What is required. Exactly as given, write out the lines from the one containing "The function MUST provide one point per instance of the eyebrow" through the end of the listing, with both ends included and nothing else.

"""

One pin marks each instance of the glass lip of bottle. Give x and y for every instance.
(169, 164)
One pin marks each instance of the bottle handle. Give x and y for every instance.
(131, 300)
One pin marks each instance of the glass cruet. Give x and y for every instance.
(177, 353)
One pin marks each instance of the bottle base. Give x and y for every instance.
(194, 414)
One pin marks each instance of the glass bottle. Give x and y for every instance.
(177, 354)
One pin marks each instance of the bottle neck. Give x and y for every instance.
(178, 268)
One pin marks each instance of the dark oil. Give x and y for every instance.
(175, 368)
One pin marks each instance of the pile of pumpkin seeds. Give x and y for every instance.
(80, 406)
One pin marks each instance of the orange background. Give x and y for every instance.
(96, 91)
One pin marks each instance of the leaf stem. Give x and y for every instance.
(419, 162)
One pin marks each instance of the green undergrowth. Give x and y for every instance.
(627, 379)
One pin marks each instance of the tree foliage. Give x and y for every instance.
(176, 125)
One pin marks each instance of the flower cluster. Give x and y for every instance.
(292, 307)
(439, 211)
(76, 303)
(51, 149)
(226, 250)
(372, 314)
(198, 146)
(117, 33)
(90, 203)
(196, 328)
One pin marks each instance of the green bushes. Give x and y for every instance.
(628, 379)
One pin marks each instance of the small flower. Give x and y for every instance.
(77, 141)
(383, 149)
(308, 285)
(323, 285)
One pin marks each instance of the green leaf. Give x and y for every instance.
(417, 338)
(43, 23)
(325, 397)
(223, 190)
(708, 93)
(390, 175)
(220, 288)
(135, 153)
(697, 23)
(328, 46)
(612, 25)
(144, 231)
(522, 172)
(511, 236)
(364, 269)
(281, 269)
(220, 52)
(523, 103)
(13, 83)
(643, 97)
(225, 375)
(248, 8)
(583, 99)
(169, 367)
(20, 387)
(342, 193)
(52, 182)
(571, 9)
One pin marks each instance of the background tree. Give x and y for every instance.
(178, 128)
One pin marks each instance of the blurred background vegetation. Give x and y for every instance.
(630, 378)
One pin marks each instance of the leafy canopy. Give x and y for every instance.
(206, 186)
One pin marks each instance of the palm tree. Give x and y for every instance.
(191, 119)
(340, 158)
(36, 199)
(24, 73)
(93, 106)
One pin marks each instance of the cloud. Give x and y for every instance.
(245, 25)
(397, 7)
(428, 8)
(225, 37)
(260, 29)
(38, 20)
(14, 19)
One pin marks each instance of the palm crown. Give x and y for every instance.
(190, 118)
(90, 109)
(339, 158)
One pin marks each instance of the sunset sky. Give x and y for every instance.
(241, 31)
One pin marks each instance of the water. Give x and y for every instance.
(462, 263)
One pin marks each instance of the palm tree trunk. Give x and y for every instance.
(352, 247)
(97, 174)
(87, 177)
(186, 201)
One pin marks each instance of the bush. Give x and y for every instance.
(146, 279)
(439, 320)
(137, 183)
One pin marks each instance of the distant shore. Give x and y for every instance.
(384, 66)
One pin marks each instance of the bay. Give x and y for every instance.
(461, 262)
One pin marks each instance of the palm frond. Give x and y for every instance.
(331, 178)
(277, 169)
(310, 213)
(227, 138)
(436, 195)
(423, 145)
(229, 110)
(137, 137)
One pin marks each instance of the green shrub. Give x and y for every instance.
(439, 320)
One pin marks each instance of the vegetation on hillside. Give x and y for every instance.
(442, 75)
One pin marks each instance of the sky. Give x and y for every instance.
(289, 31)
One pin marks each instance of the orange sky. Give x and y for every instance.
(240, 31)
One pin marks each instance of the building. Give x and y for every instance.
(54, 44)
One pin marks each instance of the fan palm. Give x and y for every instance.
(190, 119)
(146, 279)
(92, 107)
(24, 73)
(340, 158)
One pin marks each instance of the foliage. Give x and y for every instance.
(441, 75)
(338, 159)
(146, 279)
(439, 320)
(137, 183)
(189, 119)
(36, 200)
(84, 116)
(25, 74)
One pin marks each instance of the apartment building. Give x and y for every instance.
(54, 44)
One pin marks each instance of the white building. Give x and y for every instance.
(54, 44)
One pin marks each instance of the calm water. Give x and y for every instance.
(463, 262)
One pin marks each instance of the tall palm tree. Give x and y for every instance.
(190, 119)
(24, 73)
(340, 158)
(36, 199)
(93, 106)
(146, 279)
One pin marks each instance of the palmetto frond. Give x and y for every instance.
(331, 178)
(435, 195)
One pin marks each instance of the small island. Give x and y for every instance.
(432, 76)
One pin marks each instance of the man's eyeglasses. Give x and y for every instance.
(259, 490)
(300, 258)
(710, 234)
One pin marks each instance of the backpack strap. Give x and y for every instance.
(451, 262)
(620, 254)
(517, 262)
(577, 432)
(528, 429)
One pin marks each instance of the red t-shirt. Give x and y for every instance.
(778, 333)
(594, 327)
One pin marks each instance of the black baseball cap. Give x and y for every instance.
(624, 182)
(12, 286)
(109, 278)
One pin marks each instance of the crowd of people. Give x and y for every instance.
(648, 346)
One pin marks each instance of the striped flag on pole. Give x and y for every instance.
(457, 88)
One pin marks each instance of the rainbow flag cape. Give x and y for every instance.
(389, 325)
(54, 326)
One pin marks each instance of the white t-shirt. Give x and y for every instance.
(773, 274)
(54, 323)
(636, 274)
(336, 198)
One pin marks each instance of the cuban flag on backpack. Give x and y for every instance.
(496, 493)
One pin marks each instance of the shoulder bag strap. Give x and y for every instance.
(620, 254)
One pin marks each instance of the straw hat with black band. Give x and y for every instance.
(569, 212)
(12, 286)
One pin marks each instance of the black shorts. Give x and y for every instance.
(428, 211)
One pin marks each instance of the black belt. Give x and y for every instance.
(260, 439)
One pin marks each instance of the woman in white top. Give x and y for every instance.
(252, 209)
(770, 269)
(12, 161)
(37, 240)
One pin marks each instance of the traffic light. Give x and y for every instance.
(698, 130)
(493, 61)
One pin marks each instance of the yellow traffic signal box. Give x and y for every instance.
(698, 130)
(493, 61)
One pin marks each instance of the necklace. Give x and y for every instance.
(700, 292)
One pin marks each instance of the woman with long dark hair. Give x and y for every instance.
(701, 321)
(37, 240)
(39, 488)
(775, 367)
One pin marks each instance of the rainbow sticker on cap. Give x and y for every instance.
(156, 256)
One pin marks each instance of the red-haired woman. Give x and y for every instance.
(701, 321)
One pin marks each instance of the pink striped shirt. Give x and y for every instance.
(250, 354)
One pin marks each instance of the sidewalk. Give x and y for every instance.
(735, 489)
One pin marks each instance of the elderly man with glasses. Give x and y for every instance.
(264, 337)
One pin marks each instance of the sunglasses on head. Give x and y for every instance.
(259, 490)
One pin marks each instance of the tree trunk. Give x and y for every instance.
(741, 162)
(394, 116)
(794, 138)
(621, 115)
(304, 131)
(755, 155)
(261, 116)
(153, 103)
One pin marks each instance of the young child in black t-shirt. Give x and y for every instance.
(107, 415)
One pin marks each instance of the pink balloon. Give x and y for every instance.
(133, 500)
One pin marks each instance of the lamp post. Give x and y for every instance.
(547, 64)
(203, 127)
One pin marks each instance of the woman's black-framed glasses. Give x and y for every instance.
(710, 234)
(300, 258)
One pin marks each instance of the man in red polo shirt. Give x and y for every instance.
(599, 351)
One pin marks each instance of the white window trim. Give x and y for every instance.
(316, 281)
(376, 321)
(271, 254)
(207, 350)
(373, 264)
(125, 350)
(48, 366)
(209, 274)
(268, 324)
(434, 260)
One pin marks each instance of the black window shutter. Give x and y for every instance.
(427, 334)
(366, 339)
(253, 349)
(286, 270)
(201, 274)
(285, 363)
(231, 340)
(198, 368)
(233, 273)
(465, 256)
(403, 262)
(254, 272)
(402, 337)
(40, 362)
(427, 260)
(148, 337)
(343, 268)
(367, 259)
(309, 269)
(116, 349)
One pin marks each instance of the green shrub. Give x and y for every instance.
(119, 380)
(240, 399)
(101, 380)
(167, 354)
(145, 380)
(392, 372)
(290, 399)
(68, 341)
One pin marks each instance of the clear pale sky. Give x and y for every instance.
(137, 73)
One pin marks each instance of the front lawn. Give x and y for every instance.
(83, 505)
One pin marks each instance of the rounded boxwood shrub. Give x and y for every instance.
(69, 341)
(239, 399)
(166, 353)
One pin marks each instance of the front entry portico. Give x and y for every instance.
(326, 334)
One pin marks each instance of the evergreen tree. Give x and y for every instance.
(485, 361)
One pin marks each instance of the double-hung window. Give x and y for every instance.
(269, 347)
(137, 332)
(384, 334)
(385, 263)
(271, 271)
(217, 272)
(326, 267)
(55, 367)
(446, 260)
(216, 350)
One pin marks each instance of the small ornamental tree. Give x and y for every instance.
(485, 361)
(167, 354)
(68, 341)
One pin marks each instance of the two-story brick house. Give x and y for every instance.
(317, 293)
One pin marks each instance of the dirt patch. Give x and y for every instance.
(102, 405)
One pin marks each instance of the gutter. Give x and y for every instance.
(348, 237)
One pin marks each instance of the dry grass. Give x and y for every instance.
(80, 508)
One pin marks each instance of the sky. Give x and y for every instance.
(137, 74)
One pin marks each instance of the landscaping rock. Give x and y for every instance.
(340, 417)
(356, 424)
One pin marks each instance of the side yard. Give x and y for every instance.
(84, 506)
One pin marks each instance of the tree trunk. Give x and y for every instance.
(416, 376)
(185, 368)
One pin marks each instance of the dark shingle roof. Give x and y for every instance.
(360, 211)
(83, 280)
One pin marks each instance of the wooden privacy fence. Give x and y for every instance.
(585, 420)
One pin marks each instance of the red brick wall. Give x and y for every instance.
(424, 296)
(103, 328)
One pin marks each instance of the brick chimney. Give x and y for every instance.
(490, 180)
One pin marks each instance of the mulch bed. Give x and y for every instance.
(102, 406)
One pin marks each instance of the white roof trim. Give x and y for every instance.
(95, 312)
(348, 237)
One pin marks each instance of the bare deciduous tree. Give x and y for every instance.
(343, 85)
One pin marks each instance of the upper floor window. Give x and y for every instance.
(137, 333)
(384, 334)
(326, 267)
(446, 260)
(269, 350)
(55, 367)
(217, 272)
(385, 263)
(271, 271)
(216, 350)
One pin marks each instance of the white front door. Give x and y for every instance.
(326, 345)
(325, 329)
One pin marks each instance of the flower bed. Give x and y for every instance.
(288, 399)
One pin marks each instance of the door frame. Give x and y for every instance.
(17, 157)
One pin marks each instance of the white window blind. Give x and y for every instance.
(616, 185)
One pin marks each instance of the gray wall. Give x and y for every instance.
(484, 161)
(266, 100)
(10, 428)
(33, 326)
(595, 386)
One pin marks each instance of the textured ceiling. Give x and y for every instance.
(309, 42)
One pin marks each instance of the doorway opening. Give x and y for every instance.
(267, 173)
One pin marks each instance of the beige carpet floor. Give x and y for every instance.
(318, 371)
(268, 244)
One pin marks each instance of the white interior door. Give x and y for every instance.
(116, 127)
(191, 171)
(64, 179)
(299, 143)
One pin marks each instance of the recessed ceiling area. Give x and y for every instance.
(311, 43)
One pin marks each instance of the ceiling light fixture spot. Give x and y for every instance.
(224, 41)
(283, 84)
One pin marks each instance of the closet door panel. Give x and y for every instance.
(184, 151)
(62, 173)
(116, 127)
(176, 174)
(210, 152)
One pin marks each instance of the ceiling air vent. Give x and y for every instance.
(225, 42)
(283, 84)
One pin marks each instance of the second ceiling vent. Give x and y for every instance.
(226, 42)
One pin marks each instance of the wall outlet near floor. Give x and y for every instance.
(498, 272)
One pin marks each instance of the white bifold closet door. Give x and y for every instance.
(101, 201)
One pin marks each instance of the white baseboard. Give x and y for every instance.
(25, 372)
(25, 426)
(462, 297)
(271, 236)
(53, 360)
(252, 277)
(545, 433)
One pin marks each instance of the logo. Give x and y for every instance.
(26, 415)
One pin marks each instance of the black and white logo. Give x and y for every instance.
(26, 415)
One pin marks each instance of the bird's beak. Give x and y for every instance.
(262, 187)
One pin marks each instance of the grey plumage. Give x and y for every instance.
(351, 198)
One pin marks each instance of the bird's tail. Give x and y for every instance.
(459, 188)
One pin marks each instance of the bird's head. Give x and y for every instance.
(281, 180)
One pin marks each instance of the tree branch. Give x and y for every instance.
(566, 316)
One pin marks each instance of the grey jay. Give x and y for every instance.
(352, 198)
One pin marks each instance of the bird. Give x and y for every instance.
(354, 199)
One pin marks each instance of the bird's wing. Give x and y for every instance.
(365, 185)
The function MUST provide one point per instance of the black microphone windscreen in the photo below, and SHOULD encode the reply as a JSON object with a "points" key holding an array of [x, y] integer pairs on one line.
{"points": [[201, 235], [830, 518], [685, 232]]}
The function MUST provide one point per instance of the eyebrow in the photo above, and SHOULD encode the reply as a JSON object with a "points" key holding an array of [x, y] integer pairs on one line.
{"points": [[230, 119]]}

"""

Result below.
The function MUST provide one point per instance of the eyebrow in the photo above, and SHOULD encode the reply as a JSON object with a "points" key holding an array of [x, y] integer pairs on one line.
{"points": [[230, 119]]}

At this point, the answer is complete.